Stored data:
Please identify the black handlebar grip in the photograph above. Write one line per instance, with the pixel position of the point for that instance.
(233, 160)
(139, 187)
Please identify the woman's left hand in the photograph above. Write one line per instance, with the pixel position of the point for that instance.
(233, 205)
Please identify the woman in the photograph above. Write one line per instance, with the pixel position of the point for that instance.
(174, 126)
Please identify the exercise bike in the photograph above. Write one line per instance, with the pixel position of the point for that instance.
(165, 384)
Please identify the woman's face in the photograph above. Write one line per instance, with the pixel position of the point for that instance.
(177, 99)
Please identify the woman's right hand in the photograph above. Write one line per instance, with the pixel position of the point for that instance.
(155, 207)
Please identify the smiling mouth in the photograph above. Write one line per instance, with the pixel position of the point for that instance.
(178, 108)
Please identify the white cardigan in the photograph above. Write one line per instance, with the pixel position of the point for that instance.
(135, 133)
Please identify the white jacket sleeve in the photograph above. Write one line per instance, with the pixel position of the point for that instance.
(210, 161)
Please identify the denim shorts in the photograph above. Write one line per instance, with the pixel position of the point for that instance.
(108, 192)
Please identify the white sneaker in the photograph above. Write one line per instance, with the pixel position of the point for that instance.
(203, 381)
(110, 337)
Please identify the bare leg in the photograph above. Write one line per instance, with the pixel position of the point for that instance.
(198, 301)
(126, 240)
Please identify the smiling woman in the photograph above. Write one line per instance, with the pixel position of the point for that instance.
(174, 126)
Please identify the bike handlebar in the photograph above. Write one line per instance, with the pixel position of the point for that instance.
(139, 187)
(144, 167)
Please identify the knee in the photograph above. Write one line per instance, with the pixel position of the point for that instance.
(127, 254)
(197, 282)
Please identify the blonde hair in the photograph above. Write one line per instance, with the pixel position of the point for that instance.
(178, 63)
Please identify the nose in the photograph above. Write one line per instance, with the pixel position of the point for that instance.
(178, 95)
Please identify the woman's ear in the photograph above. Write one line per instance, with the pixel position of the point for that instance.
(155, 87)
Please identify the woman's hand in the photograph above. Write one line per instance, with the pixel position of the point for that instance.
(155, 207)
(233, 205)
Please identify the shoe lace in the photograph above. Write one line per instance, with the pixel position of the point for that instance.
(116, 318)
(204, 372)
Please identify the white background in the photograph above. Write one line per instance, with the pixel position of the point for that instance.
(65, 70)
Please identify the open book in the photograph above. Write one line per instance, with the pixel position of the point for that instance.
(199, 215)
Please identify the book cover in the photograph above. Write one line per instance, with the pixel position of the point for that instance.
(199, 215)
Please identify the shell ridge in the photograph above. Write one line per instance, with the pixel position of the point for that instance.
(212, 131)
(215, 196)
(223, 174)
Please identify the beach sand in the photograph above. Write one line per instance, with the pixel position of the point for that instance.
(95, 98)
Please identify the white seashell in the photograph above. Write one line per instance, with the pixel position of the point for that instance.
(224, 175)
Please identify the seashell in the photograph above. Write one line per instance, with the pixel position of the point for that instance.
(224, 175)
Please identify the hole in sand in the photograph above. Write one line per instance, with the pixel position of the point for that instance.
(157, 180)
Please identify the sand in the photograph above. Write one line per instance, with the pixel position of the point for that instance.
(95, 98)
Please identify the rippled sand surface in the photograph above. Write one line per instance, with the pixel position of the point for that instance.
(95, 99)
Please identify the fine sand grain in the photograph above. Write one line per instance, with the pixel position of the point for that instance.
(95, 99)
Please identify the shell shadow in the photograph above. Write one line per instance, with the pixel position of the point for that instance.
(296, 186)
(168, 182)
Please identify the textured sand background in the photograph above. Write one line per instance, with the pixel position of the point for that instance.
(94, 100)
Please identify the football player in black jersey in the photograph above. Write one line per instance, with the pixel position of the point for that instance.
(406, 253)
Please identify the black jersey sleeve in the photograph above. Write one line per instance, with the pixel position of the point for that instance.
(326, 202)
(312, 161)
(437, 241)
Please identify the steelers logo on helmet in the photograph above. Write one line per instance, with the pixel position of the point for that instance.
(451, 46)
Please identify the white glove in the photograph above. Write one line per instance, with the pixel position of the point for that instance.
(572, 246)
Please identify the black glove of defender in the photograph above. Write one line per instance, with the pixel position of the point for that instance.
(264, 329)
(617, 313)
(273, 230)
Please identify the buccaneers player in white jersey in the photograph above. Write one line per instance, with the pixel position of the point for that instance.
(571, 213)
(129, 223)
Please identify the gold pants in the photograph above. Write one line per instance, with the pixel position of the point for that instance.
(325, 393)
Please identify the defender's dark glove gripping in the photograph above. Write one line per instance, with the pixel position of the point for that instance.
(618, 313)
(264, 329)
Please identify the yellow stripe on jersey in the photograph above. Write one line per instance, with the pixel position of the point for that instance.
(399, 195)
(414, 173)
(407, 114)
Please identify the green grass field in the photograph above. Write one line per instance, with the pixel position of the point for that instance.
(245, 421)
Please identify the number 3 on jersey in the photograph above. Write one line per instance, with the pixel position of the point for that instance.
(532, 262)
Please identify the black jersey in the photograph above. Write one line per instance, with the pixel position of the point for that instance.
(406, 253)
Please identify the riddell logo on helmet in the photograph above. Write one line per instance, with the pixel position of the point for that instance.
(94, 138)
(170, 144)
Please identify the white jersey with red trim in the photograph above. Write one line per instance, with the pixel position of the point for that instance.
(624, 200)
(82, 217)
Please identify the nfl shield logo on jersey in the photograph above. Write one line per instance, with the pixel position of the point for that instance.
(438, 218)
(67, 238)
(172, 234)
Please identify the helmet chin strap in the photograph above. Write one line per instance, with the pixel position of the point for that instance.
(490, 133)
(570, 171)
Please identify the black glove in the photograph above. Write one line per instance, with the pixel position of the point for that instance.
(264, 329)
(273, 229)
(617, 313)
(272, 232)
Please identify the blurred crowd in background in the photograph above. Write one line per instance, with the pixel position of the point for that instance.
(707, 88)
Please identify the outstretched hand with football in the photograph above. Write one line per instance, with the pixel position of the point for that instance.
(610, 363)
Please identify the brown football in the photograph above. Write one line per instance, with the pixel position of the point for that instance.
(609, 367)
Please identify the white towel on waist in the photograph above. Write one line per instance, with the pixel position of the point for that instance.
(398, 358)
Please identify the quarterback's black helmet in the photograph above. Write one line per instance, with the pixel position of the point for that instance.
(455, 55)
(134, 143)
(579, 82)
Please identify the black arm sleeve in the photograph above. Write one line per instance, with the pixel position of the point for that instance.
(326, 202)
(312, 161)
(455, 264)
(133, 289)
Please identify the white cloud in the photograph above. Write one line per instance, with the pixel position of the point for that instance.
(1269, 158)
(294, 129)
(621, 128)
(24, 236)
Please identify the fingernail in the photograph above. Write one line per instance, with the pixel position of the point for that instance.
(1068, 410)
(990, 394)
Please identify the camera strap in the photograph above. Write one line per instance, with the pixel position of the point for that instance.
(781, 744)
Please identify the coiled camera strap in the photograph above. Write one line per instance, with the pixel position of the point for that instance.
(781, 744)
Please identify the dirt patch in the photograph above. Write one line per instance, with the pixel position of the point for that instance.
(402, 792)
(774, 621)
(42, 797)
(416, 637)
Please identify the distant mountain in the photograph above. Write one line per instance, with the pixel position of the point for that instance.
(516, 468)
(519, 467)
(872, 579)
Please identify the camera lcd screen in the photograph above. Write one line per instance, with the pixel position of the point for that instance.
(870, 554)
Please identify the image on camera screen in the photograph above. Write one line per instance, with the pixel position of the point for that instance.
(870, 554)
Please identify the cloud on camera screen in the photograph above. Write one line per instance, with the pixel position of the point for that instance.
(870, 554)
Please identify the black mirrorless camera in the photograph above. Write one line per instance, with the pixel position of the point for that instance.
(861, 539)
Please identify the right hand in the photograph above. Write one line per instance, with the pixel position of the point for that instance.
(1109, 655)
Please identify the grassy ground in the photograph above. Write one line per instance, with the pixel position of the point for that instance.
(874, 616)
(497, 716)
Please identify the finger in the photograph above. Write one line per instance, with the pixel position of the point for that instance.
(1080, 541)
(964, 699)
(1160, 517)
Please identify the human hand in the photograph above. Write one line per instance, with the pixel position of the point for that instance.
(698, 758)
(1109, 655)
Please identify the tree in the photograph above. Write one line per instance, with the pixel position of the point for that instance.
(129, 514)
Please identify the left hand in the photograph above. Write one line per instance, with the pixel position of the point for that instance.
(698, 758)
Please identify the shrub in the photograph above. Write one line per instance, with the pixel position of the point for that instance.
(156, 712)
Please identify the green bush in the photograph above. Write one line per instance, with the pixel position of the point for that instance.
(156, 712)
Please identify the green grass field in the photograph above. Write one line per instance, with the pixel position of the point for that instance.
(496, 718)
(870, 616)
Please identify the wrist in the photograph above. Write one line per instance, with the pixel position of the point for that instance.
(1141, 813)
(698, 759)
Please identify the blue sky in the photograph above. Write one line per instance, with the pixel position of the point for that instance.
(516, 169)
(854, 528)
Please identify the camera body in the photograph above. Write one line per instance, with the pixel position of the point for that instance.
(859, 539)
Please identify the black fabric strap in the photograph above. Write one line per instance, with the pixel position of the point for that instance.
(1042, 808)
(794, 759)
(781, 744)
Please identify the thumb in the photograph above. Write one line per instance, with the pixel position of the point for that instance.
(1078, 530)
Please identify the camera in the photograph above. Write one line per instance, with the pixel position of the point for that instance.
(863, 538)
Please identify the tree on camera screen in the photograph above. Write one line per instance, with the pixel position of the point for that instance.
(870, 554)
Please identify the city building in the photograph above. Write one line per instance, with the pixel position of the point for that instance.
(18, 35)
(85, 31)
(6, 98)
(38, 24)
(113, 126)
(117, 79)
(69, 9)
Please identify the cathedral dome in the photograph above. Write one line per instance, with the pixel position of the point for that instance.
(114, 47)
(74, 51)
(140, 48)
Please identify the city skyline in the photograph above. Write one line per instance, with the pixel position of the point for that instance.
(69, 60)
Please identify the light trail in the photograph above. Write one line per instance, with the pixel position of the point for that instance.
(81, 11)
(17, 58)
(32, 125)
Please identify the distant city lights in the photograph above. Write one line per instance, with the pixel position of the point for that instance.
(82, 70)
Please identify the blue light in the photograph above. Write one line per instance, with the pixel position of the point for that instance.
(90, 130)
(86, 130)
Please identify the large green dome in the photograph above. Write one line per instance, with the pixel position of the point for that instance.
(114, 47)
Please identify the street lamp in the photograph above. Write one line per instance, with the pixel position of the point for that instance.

● Exercise details: Reproduce the stretch from the line containing "Please identify the city skyline" through the end of the material above, word for word.

● Answer to the exercise:
Please identify the city skyline in the photograph above. Write one line per instance, with the pixel position of the point for that instance.
(69, 60)
Please identify the light trail in the photograph above. Write one line per instance, with the pixel position of the point for that instance.
(81, 11)
(17, 58)
(32, 125)
Please identify the distant city lights in the photograph above. Write one line per instance, with the pixel position of the point for that instance.
(82, 70)
Please identify the blue light in the photograph above. Write one line per instance, with the pixel position of the point for that instance.
(90, 130)
(86, 130)
Please identify the large green dome in the photograph above. Write one line per instance, with the pixel position of the point for that instance.
(114, 47)
Please identify the street lamp in the photograph above. Write one line per instance, with the pixel position of the point for that instance.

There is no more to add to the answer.